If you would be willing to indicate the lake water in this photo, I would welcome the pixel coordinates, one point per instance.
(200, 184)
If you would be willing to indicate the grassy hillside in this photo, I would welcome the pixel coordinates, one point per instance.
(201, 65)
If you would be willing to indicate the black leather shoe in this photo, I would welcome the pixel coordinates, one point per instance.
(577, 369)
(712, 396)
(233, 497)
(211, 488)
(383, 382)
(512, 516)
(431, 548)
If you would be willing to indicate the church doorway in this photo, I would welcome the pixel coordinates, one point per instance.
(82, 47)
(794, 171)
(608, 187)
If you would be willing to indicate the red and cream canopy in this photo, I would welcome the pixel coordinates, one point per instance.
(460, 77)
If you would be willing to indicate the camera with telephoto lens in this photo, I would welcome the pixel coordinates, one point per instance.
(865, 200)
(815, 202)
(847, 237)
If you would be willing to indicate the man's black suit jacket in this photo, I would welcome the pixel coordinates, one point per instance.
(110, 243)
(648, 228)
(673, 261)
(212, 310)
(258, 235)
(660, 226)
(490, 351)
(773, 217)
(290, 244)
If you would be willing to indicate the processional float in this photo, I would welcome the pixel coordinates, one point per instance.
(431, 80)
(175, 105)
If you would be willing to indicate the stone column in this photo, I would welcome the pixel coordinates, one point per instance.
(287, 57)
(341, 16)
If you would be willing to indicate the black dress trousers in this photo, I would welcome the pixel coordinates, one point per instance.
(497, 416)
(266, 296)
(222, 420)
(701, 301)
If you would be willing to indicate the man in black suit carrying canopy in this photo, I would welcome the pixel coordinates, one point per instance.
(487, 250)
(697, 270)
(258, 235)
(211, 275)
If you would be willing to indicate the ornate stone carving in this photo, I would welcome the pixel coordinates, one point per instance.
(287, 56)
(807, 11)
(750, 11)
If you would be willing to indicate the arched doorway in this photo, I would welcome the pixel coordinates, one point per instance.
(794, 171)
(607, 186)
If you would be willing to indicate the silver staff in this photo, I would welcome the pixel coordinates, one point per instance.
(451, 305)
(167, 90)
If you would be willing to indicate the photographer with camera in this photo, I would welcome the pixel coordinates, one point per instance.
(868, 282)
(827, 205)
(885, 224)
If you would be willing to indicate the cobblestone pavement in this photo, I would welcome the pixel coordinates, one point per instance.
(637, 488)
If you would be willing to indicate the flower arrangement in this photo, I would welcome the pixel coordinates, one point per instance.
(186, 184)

**To be done**
Repeat every line of the data, exactly and in full.

**Worked answer**
If you would be willing to indicate the lake water in this photo, I would welcome the pixel coordinates, one point per instance.
(200, 184)
If you would be willing to indicate the grassy hillside in this photo, I would welcome the pixel coordinates, one point per instance.
(201, 65)
If you would be willing to indicate the black leather shoe in this photo, I would welcome the pixel coordinates, one point per instance.
(577, 369)
(712, 396)
(233, 497)
(211, 488)
(383, 382)
(512, 516)
(431, 548)
If you would be willing to indicate the church doorway in this photo, I would welcome the pixel coordinates, one point per instance.
(82, 47)
(794, 171)
(608, 187)
If you would be willing to indicate the red and cream canopy in this photo, I would welcome the pixel coordinates, one point per instance.
(460, 77)
If you would be willing to indicate the camera with telephoto lens in this photo, I would welcome the pixel coordinates, one point per instance.
(865, 200)
(815, 202)
(847, 237)
If you would be willing to indicate the man's black suit jacket in this photo, I would welcome the pixel coordinates, one point per instance.
(110, 243)
(648, 228)
(673, 261)
(212, 310)
(258, 235)
(660, 226)
(490, 351)
(773, 217)
(290, 244)
If you would be willing to indicate the processional float in this photo, I would welcome the pixel coordinates, one point per instance.
(431, 80)
(175, 105)
If you would be willing to indicate the stone column in this photo, I would welcome the pixel coordinates, one point per instance.
(287, 57)
(341, 16)
If you would be willing to indicate the black dress trousers in this photo, I would welcome the pixel coordinates, one point per instance.
(497, 416)
(266, 296)
(222, 420)
(701, 301)
If you would be willing to indicate the man in black suit carrying canopy in this photo, I would welcome the pixel coordinates, one point per instance.
(487, 250)
(697, 270)
(258, 235)
(211, 275)
If you would be willing to indicate the ornate stone carving in this photo, I would welcome the pixel coordinates, one point per instance.
(287, 56)
(807, 11)
(750, 11)
If you would be willing to indicate the arched doorway in this photo, I would welcome the pixel coordinates, one point per instance.
(794, 171)
(607, 186)
If you would be willing to indicate the silver staff in this photo, I would welcome the pixel coordinates, one point per instance.
(451, 305)
(167, 90)
If you would be willing to indicate the photographer with camera in this photo, I would welcome the pixel coordinates, one point per instance.
(868, 282)
(827, 205)
(885, 224)
If you would be willing to indicate the cobblestone pavement in this photo, I would welcome the pixel coordinates, one point per instance.
(637, 488)
If you would be willing to indicate the flower arrangement in this photo, I would welcome the pixel coordinates, one point per instance.
(186, 184)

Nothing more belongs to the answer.